▸ STATED TASK A: In the college basketball superlatives piece, what three-point percentage is given for Doug McDermott?
▸ STATED TASK B: Carry on the college basketball superlatives piece from its final sentence.

Over the next day or so, we’re bring you a few superlatives we believe will pan out, or not. The choice is yours to believe. Over the weekend, we’ll have our “Superlatives of the Ridiculous” up.
For now, four serious topics, with four totally subjective answers.
Doug McDermott, Creighton – Shocker, right? The leading returning scorer in the nation at 22.9 points per game has so much in his arsenal that it’s not fair. He can score on the inside (60.1 percent from the field), the perimeter (48.6 percent from three), can get ot the foul line (79.6 percent) and can move without the ball to get open. It’s frankly not even a tough decision. He’s a future NBA lottery pick whenever he chooses to come out for the draft and with the team he has around him, it’s fair to say the Bluejays will have no problem running the Missouri Valley Conference and a deep run in the NCAA Tournament isn’t out of the question. And we all know being on a good team just helps your cause.

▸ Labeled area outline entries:
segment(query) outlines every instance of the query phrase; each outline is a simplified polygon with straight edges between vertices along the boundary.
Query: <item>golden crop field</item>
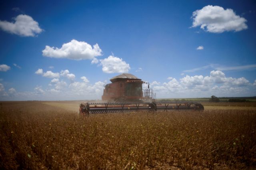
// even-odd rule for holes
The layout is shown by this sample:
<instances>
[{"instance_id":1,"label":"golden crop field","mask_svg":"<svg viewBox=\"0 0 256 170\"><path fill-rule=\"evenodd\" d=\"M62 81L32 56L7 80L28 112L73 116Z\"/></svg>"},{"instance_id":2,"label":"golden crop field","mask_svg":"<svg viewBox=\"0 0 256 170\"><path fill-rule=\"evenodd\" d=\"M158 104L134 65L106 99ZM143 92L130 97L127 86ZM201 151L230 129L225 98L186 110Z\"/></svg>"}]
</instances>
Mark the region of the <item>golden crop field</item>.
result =
<instances>
[{"instance_id":1,"label":"golden crop field","mask_svg":"<svg viewBox=\"0 0 256 170\"><path fill-rule=\"evenodd\" d=\"M0 169L256 168L253 106L85 116L79 102L2 102Z\"/></svg>"}]
</instances>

▸ EXERCISE RESULT A: 48.6 percent

▸ EXERCISE RESULT B:
Most likely to lead the nation in scoring
Frank Gaines, IPFW – WHO!? That’s the general reaction I get when I tell people this. But this dude can pour it in. He averaged 21.2 last season for the Mastadons (best mascot in sports) and has been the focal point of the Fort Wayne offensive attack for the past two seasons and knows how to handle double-teams and every team’s best defender. He’s a fifth-year senior who will contend with South Dakota State’s Nate Wolters for Summit League Player of the Year honors. Though he’s not as complete at Wolters. But he has to score to help IPFW, so score he will.
Kris Davis, SIU-Edwardsville – Again, WHO!?!? This one is actually easier than you would think. Davis led the nation in 3-point percentage last season but didn’t have the amount of shots to qualify at 59.8 percent (58-of-97). This season, he’s got some eyes on him, even if he does play for one of the worst teams in the Ohio Valley Conference. He’s going to get the green light on a team that doesn’t have a ton of scoring — Davis is their third-leading returning scorer at 11.6 ppg — so expect the volume to come, but does the percentage follow? I think so.
Most likely to lead the nation in rebounding
Dennis Tinnion, Marshall – Not so much of an unknown name. Tinnion averaged 10.2 points and 10.0 rebounds last season in his first year of Division I basketball. With DeAndre Kane back, he won’t be the focal point again and he’s got the athleticism, even at 6-8, 232 pounds, to get to balls that seem impossible. Most of rebounding is positioning and Tinnon lives under the basket. He’ll make his living cleaning glass this year.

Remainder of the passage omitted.